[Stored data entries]
************

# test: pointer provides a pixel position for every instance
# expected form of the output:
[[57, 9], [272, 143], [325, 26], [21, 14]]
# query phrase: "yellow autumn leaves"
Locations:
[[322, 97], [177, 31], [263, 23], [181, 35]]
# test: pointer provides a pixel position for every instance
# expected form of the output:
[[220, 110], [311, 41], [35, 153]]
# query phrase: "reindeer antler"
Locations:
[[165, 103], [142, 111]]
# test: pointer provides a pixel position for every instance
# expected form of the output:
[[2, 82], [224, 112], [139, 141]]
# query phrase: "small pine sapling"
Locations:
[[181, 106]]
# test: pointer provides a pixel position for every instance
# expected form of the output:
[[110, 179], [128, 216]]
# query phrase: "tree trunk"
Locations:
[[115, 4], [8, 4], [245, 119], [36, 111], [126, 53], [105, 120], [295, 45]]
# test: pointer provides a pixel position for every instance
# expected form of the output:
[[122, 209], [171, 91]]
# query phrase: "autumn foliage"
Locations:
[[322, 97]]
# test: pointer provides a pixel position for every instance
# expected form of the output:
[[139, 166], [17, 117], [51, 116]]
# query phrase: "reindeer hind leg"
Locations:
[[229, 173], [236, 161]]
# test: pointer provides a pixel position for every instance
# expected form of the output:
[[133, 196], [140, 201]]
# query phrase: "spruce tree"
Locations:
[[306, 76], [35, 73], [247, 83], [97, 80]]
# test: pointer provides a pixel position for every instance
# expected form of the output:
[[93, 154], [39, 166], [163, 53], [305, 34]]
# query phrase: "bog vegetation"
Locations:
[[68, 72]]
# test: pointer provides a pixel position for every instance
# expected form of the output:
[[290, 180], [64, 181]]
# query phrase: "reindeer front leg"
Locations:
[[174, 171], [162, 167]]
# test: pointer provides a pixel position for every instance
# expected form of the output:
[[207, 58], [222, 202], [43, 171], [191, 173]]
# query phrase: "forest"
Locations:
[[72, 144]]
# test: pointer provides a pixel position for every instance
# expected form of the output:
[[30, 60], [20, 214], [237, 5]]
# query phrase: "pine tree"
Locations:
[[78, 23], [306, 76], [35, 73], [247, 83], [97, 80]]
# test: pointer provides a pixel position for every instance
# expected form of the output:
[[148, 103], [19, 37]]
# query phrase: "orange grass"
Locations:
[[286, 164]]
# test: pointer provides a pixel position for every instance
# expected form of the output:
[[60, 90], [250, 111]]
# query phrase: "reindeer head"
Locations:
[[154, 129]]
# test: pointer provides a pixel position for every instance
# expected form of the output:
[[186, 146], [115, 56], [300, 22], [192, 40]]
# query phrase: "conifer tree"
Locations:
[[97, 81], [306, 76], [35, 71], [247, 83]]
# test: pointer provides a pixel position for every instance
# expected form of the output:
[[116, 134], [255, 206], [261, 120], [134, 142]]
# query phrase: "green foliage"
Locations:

************

None of the lines above may be skipped. Transcribe each one exactly.

# test: pointer provides a pixel position for every instance
# expected form of the output:
[[57, 9], [272, 143], [325, 26], [21, 14]]
# query phrase: "yellow autumn leaves"
Locations:
[[322, 97], [177, 31], [263, 23], [181, 35]]
# test: pointer provides a pixel position for every instance
# expected form of the output:
[[220, 110], [311, 41], [35, 153]]
# query phrase: "reindeer antler"
Locations:
[[165, 103], [142, 111]]
# test: pointer provides a pixel position for every instance
# expected form of the output:
[[2, 82], [224, 112], [139, 141]]
# query phrase: "small pine sapling"
Locations:
[[181, 106]]
# test: pointer provides a pixel position for every instance
# expected form of the output:
[[110, 179], [128, 216]]
# query phrase: "tree trunk"
Locations:
[[115, 4], [8, 4], [245, 119], [36, 111], [126, 53], [105, 120], [295, 45]]
# test: pointer provides a pixel position for every instance
# expected form of the output:
[[122, 209], [171, 91]]
# query phrase: "autumn foliage"
Locations:
[[322, 97]]
# test: pointer provides a pixel position for every instance
# expected form of the output:
[[139, 166], [17, 117], [51, 116]]
# query phrase: "reindeer hind leg"
Locations:
[[229, 173], [236, 161]]
# test: pointer provides a pixel position for every instance
# expected form of the output:
[[133, 196], [140, 201]]
# query phrase: "spruce tree"
Locations:
[[306, 76], [35, 73], [247, 83], [97, 80]]
# test: pointer provides a pixel position for every instance
# expected form of the output:
[[93, 154], [39, 166], [163, 53], [305, 34]]
# query phrase: "bog vegetation"
Locations:
[[68, 72]]
# test: pointer provides a pixel position for every instance
# expected form of the output:
[[290, 180], [64, 181]]
# query phrase: "reindeer front leg"
Locations:
[[174, 171], [162, 167]]
# test: pointer provides a pixel position for every instance
# expected form of the output:
[[207, 58], [222, 202], [43, 171], [191, 173]]
# query phrase: "forest"
Locations:
[[72, 144]]
# test: pointer provides a pixel position for every instance
# expected form of the output:
[[30, 60], [20, 214], [237, 5]]
# query phrase: "pine tree"
Locations:
[[78, 23], [306, 76], [35, 73], [247, 83], [97, 80]]
# test: pointer provides a pixel position for every instance
# expected form of the output:
[[148, 103], [19, 37]]
# query phrase: "orange grass"
Locations:
[[286, 164]]
# test: pointer provides a pixel position for every instance
# expected form of the output:
[[60, 90], [250, 111]]
# query phrase: "reindeer head"
Locations:
[[154, 129]]
# test: pointer provides a pixel position for every instance
# expected form of the output:
[[186, 146], [115, 56], [300, 22], [192, 40]]
# query phrase: "conifer tree"
Locations:
[[97, 81], [306, 76], [35, 71], [247, 83]]
# test: pointer provides a pixel position for every instance
# expected form of the output:
[[116, 134], [255, 206], [261, 120], [134, 142]]
# query phrase: "green foliage"
Locations:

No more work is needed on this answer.